### Stated task
Reproduce verbatim the lines from the line containing "Tag every instance of the dog collar" to the line containing "x=458 y=327", including both of those lines.

○ ○ ○ ○ ○ ○ ○

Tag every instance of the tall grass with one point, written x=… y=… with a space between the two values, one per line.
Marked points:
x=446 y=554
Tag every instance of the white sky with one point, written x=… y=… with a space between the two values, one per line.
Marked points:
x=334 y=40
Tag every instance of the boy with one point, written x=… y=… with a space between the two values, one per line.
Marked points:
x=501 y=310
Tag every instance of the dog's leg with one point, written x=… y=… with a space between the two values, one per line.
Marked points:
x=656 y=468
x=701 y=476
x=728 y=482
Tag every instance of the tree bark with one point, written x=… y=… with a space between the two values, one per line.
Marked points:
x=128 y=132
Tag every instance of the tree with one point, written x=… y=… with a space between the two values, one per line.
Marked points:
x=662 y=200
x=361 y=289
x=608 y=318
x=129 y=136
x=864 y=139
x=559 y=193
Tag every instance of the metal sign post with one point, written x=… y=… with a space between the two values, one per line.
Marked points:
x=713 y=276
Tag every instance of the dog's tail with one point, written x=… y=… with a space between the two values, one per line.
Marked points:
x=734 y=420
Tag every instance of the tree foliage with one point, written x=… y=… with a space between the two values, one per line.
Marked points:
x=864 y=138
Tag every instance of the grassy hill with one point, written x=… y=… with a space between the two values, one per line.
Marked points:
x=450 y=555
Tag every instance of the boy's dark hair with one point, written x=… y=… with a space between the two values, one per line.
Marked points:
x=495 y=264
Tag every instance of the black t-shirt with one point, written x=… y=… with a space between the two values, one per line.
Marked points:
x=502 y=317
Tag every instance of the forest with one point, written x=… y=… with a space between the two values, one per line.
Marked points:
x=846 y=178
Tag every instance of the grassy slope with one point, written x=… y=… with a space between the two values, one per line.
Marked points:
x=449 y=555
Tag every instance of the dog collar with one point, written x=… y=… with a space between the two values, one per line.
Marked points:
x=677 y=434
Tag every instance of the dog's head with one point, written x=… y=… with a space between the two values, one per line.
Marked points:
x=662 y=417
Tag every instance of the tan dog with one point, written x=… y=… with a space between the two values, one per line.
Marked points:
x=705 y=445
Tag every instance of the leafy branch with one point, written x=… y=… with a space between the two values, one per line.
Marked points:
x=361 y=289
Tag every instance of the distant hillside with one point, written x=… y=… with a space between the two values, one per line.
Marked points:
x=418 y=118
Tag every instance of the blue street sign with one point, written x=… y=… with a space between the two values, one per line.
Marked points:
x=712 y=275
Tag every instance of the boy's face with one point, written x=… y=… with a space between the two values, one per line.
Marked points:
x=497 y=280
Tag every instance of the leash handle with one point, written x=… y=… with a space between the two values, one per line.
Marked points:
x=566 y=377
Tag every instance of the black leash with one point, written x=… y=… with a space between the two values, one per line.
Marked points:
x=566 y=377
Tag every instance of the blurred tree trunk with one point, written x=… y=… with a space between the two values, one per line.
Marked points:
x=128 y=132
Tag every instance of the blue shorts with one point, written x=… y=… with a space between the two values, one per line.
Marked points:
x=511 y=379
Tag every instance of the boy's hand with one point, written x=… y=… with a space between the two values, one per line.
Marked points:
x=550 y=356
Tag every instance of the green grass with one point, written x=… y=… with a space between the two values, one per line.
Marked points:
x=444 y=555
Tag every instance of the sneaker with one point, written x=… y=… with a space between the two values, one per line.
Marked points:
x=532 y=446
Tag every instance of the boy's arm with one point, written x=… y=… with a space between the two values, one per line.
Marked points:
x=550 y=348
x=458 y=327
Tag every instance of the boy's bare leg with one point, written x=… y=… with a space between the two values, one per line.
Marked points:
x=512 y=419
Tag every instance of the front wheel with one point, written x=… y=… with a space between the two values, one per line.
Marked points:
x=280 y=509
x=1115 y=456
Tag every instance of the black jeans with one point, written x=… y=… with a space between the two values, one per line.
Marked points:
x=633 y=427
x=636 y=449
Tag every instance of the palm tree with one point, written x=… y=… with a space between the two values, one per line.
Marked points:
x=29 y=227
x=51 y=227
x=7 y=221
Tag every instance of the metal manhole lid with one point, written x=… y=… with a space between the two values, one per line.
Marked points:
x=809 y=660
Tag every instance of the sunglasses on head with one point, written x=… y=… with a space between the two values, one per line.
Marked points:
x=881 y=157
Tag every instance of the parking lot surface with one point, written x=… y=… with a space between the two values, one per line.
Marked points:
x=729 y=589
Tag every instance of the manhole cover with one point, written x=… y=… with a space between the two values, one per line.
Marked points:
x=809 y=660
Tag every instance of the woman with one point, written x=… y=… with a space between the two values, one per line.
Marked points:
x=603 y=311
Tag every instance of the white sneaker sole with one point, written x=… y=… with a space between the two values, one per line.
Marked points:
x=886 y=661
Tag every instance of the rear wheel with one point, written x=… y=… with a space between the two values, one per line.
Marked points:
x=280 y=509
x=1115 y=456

○ ○ ○ ○ ○ ○ ○

### Task response
Tag every instance of the dog collar with one point, written x=… y=… with a space between the two values, one per line.
Marked points:
x=677 y=434
Tag every instance of the dog's head with one point, written x=… y=… with a space between the two values, one per line.
Marked points:
x=662 y=417
Tag every instance of the tan dog with one point, written x=… y=… with a space between the two values, one per line.
Marked points:
x=705 y=445
Tag every instance of the leafy branch with one point, written x=… y=… with a space between the two values, one per line.
Marked points:
x=361 y=289
Tag every instance of the distant hillside with one point, written x=… y=… with a space between the two values, one per line.
Marked points:
x=418 y=118
Tag every instance of the blue street sign with one point, written x=… y=… with a space between the two values, one per line.
Marked points:
x=712 y=275
Tag every instance of the boy's face with one point, written x=… y=… with a space between the two values, one per line.
Marked points:
x=497 y=280
Tag every instance of the leash handle with one point, written x=… y=… with a space between the two values, one per line.
Marked points:
x=566 y=377
Tag every instance of the black leash with one point, written x=… y=… with a space between the two values, one per line.
Marked points:
x=566 y=377
Tag every instance of the blurred tree trunk with one point, written x=… y=… with a space between the two values, one per line.
Marked points:
x=128 y=132
Tag every instance of the blue shorts with one point, written x=… y=… with a space between the two values, one per line.
Marked points:
x=511 y=379
Tag every instance of the boy's hand with one point, written x=… y=… with a space between the two values, one per line.
Marked points:
x=550 y=356
Tag every instance of the green grass with one point, written x=… y=… with a space between the two values, one per line.
Marked points:
x=444 y=555
Tag every instance of the sneaker with one point, written x=… y=… with a space between the two values, one per line.
Marked points:
x=532 y=446
Tag every instance of the boy's arm with one point, written x=… y=… with a space between the two values, one per line.
Marked points:
x=550 y=348
x=458 y=327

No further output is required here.